# Size Of A/c Unit On A Sydney 310Bhs



## Greg (Nov 12, 2009)

does any one know if the 2010 outback sydney 310bhs has a 13500 btu a/c or the 15000 btu or how do you tell which one it has. I im trying to figure out which generator i need. The honda e3000 says it will run the 13500 btu a/c, but if i have the 15000 btu i guess i will have to go with two e2000 gens. Any advice will be appreciated


----------



## hautevue (Mar 8, 2009)

Can't help on the a/c size (own a 268RL) but you can get the current draw from the manufacturer's plate. It's often under ("above") the bottom case plastic air distributor that is inside the TT. Mine has 4 screws holding it up. Drop it and the plate is visible and will tell you the current draw.

Failing that, get the model number and Google it and look at the manufacturer's specs.

Most a/c units will run fine on a 2000 watt generator, BUT the kicker is the starting load. A compressor may draw 25 - 28 amps for 2 or 3 seconds while it starts and a 2000 watt (17 -18 amp) genset will probably not tolerate that and the generator breaker will kick out. So you're going to want to upgrade to a 3000 watt (25 amp) generator.

One OB'er said that he replaced the air conditioner starting capacitor (gets the motor started) and he was able to start and run it on a 2000 watt genset.

And finally, the difference in power requirements for an a/c putting out 13,500 btus of cooling and one handling 15,000 btus is very small. IMHO you probably need the 3000 watt genset capabilities. Unfortunately, those suckers are heavy (over 100#) and cost significant bucks. That's why the Honda duals are popular--take one with you when you know you won't want the a/c unit, but need general power, and then take both and the magic cord set when you'll need a/c.

Good luck!!


----------

■ **Collected data**:
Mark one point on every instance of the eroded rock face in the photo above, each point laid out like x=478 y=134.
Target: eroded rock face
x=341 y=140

■ **Set task 1**:
Answer these from the a/c thread:
(a) Which generator does the first post say will run the 13500 btu a/c?
(b) How many screws hold up the air distributor in the reply writer's trailer?
(c) What amp range does the reply give for a 2000 watt genset?
■ **Set task 2**: Copy the a/c thread word for word, starting at "## hautevue (Mar" and ending at "the current draw.".

■ **Exercise result 1**:
(a) The Honda e3000.
(b) 4 screws.
(c) 17 to 18 amps.

■ **Exercise result 2**:
## hautevue (Mar 8, 2009)

Can't help on the a/c size (own a 268RL) but you can get the current draw from the manufacturer's plate. It's often under ("above") the bottom case plastic air distributor that is inside the TT. Mine has 4 screws holding it up. Drop it and the plate is visible and will tell you the current draw.